## What is being asked
Where "peaked" occurs in a line of the entries below, copy that line.

## The input
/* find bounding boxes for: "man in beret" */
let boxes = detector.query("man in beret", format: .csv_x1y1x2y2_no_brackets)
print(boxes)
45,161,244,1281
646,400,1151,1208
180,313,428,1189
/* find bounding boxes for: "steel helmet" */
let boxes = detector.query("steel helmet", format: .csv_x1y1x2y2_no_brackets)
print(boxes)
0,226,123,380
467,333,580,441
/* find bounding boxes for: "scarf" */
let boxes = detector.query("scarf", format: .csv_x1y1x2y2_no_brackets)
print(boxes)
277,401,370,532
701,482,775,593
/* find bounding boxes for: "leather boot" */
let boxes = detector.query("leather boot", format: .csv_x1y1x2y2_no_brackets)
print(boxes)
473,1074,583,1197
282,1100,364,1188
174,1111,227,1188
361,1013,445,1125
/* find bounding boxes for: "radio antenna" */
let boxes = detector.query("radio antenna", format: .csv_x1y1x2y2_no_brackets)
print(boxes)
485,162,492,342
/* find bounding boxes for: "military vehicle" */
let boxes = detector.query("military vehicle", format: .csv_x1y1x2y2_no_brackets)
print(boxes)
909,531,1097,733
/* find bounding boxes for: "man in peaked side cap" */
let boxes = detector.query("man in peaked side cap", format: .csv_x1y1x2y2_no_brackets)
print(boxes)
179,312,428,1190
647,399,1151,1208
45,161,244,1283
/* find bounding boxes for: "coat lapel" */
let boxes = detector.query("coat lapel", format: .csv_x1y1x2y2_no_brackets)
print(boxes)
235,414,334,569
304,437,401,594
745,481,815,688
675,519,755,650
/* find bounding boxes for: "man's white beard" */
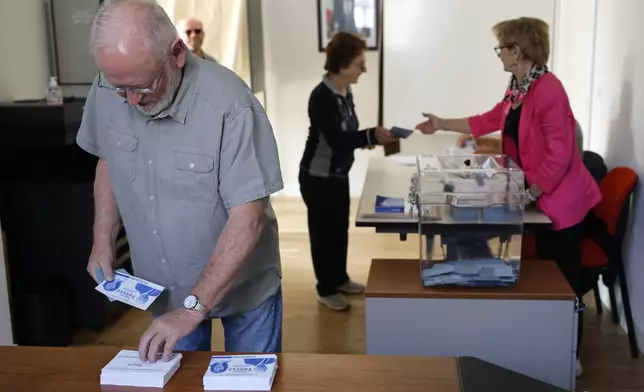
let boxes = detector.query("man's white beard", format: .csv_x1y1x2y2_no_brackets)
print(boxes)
136,67,181,117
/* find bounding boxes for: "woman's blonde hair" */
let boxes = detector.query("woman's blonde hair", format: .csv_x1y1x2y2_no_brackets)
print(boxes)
493,17,550,66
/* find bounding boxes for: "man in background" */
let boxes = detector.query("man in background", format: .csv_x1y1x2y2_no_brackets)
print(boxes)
176,17,217,62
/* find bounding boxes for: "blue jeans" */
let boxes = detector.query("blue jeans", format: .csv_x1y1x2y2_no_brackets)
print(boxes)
156,286,283,353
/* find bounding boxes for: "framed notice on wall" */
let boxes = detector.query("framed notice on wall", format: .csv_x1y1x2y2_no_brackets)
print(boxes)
49,0,102,85
317,0,380,52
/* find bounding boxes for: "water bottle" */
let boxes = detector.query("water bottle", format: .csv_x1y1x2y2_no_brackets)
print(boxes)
45,76,63,105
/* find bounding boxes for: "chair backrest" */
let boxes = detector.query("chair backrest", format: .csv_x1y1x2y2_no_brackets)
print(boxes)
593,167,638,236
583,151,608,185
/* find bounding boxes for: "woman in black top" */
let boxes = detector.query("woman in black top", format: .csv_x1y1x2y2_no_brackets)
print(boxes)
299,32,396,311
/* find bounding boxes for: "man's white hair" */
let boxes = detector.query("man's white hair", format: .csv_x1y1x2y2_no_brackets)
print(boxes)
90,0,178,60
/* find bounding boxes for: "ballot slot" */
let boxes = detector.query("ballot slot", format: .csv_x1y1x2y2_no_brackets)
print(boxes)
408,154,530,287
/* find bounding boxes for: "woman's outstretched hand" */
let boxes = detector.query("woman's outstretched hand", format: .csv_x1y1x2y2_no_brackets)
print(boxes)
415,113,442,134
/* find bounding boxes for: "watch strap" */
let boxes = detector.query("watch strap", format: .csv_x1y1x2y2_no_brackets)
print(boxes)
193,301,209,316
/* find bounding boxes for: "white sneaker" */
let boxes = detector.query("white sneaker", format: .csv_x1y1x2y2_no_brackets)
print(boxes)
317,293,350,311
337,280,365,295
576,359,583,378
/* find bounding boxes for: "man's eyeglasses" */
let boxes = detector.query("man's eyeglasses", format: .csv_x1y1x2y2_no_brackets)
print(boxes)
98,68,163,95
185,29,202,36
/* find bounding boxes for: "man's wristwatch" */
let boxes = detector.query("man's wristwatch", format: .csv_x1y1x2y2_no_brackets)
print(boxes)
183,294,210,316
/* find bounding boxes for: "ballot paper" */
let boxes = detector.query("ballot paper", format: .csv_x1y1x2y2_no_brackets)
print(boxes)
100,349,182,388
390,126,415,138
95,269,165,310
423,258,516,287
203,354,278,391
387,155,418,166
375,195,405,213
94,267,117,303
447,139,476,155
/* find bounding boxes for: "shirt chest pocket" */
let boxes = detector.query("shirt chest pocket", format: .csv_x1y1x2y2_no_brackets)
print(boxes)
109,128,139,182
172,146,218,203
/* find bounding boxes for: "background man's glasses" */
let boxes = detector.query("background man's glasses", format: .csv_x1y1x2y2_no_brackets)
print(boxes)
185,29,202,36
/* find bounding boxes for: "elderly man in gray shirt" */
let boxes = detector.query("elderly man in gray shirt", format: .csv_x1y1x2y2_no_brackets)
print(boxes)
78,0,283,362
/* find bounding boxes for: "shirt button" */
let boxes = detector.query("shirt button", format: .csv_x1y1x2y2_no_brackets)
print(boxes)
150,195,155,201
153,230,158,235
161,258,166,264
150,121,155,126
148,160,153,165
189,162,195,169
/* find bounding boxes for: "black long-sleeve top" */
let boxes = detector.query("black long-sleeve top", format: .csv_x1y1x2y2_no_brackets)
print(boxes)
299,76,377,178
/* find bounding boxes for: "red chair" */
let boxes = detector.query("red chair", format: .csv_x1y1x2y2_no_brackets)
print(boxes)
583,166,639,358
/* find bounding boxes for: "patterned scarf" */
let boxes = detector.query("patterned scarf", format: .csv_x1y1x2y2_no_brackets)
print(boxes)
505,65,549,103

## Reply
/* find bounding boxes for: "man in peaked side cap" */
let boxes = detector.query("man in peaked side cap", format: .csv_x1y1x2y2_no_brackets)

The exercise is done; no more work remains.